* _Entries shown_
-- BEGIN --

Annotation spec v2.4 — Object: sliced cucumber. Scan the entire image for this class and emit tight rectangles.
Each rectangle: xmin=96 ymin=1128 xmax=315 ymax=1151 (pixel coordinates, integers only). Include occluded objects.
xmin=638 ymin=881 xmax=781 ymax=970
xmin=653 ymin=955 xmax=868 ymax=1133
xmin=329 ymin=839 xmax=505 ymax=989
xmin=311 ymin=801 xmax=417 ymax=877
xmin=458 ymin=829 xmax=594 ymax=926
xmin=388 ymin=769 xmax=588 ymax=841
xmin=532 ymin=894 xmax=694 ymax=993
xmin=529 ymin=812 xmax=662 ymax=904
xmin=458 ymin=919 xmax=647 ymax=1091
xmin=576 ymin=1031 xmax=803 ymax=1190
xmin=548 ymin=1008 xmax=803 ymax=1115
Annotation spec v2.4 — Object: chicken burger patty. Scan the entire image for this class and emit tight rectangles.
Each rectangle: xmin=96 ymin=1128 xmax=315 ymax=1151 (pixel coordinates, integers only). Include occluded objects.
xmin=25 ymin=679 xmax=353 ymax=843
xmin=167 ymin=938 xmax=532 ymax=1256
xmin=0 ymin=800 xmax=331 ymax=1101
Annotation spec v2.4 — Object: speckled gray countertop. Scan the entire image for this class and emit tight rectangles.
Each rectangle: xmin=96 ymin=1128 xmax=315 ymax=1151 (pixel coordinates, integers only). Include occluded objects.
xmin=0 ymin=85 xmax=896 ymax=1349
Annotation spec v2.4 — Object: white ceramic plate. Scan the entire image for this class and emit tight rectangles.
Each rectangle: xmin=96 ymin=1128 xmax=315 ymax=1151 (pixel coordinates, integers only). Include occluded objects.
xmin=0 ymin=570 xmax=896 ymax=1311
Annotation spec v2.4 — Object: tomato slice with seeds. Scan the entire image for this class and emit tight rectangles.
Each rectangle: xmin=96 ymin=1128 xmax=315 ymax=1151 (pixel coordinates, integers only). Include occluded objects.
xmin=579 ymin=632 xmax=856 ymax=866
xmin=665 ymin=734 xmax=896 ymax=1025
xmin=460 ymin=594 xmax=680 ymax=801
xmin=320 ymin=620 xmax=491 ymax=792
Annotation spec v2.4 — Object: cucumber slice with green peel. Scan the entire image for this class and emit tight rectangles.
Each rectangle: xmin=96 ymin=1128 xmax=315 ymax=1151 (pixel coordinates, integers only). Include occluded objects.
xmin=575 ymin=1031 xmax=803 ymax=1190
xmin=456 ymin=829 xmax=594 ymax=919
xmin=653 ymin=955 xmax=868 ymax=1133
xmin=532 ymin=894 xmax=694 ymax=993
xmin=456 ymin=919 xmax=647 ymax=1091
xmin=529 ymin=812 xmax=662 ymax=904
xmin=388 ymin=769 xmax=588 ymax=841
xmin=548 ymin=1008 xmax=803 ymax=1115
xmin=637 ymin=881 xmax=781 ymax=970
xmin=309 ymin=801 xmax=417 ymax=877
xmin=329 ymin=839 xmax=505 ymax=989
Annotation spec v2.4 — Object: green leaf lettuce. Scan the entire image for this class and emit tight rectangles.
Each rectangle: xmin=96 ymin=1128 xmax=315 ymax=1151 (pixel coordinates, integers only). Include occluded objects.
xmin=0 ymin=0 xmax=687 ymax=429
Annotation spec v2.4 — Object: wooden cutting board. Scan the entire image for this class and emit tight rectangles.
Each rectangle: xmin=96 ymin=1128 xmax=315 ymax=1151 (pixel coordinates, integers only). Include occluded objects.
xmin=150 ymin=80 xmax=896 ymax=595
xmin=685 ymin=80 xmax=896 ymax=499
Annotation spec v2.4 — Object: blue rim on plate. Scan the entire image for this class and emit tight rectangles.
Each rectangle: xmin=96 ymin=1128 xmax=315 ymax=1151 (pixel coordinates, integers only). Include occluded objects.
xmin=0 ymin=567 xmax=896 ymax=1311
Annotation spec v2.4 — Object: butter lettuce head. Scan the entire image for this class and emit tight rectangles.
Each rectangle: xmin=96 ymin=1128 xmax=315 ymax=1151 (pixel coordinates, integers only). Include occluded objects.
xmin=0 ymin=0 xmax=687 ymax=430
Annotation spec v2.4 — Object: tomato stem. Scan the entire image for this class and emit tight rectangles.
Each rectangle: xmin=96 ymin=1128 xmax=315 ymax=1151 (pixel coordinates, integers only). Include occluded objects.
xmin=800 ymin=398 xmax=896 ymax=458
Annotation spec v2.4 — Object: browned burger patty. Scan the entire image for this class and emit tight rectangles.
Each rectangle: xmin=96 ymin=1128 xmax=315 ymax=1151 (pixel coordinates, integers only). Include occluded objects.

-- END --

* _Brief_
Edit all of the items above by replacing "tight rectangles" with "bounding boxes" and leaving everything else as it is.

* _Worked solution_
Annotation spec v2.4 — Object: sliced cucumber. Scan the entire image for this class and emit bounding boxes.
Each rectangle: xmin=96 ymin=1128 xmax=315 ymax=1151 (pixel coordinates, integers only). Include occluded objects.
xmin=638 ymin=881 xmax=781 ymax=970
xmin=653 ymin=955 xmax=868 ymax=1133
xmin=329 ymin=839 xmax=505 ymax=989
xmin=311 ymin=801 xmax=417 ymax=877
xmin=458 ymin=829 xmax=594 ymax=926
xmin=388 ymin=769 xmax=588 ymax=841
xmin=532 ymin=894 xmax=694 ymax=993
xmin=529 ymin=812 xmax=662 ymax=904
xmin=458 ymin=919 xmax=647 ymax=1091
xmin=576 ymin=1031 xmax=803 ymax=1190
xmin=548 ymin=1008 xmax=803 ymax=1115
Annotation spec v2.4 — Object: chicken burger patty. Scan the entire image for this class and emit bounding boxes.
Each rectangle: xmin=96 ymin=1128 xmax=315 ymax=1151 (pixel coordinates, integers only). Include occluded objects.
xmin=25 ymin=679 xmax=353 ymax=843
xmin=167 ymin=938 xmax=532 ymax=1256
xmin=0 ymin=800 xmax=331 ymax=1101
Annotation spec v2.4 — Object: speckled gray countertop. Scan the entire image for this class and emit bounding boxes.
Each rectangle: xmin=96 ymin=1128 xmax=315 ymax=1151 (pixel coordinates, integers only). Include occluded objects.
xmin=0 ymin=85 xmax=896 ymax=1349
Annotation spec v2.4 — Object: white ceramic plate. Scan the entire image for this class and emit bounding boxes.
Each rectangle: xmin=96 ymin=1128 xmax=315 ymax=1151 (pixel coordinates, integers only). Include occluded objects.
xmin=0 ymin=570 xmax=896 ymax=1311
Annotation spec v2.4 — Object: tomato slice with seeds. Scan the entire image for this class and emit bounding boxes.
Each rectangle: xmin=96 ymin=1128 xmax=315 ymax=1151 (pixel coordinates, integers only). Include occluded objects.
xmin=579 ymin=632 xmax=856 ymax=866
xmin=665 ymin=734 xmax=896 ymax=1025
xmin=460 ymin=594 xmax=680 ymax=801
xmin=320 ymin=620 xmax=491 ymax=792
Annotation spec v2.4 — Object: cucumber slice with green peel. Scan the entire image for this class and emit bounding boxes.
Each rectangle: xmin=96 ymin=1128 xmax=315 ymax=1151 (pixel coordinates, integers only). Include occluded objects.
xmin=575 ymin=1031 xmax=803 ymax=1190
xmin=456 ymin=829 xmax=594 ymax=919
xmin=653 ymin=955 xmax=868 ymax=1133
xmin=532 ymin=894 xmax=694 ymax=993
xmin=456 ymin=919 xmax=647 ymax=1091
xmin=529 ymin=812 xmax=662 ymax=904
xmin=388 ymin=769 xmax=588 ymax=841
xmin=548 ymin=1008 xmax=803 ymax=1115
xmin=637 ymin=881 xmax=781 ymax=970
xmin=309 ymin=801 xmax=417 ymax=877
xmin=329 ymin=839 xmax=505 ymax=989
Annotation spec v2.4 — Object: green leaf lettuce. Scan the entire image for this class and emit bounding boxes.
Each rectangle: xmin=96 ymin=1128 xmax=315 ymax=1151 (pixel coordinates, integers only). Include occluded objects.
xmin=0 ymin=0 xmax=687 ymax=429
Annotation spec v2.4 — Object: wooden cutting board. Scan the entire image for this class and emit bounding boxes.
Each rectangle: xmin=96 ymin=1128 xmax=315 ymax=1151 (pixel coordinates, integers only). Include occluded objects.
xmin=150 ymin=80 xmax=896 ymax=595
xmin=685 ymin=80 xmax=896 ymax=499
Annotation spec v2.4 — Object: blue rim on plate. Scan the entire image for this class and emit bounding boxes.
Each rectangle: xmin=96 ymin=1128 xmax=315 ymax=1151 (pixel coordinates, integers only). Include occluded objects.
xmin=0 ymin=567 xmax=896 ymax=1311
Annotation spec v2.4 — Object: butter lettuce head. Scan the entire image for this class and emit bounding boxes.
Each rectangle: xmin=96 ymin=1128 xmax=315 ymax=1151 (pixel coordinates, integers only). Include occluded objects.
xmin=0 ymin=0 xmax=687 ymax=430
Annotation spec v2.4 — Object: tomato stem. Scan the entire image for this class and emit bounding boxes.
Each rectangle: xmin=96 ymin=1128 xmax=315 ymax=1151 (pixel coordinates, integers only). Include occluded objects.
xmin=800 ymin=398 xmax=896 ymax=458
Annotation spec v2.4 — Object: browned burger patty. Scan the entire image for this class and emit bounding boxes.
Each rectangle: xmin=96 ymin=1128 xmax=315 ymax=1151 (pixel coordinates, integers only). Include occluded objects.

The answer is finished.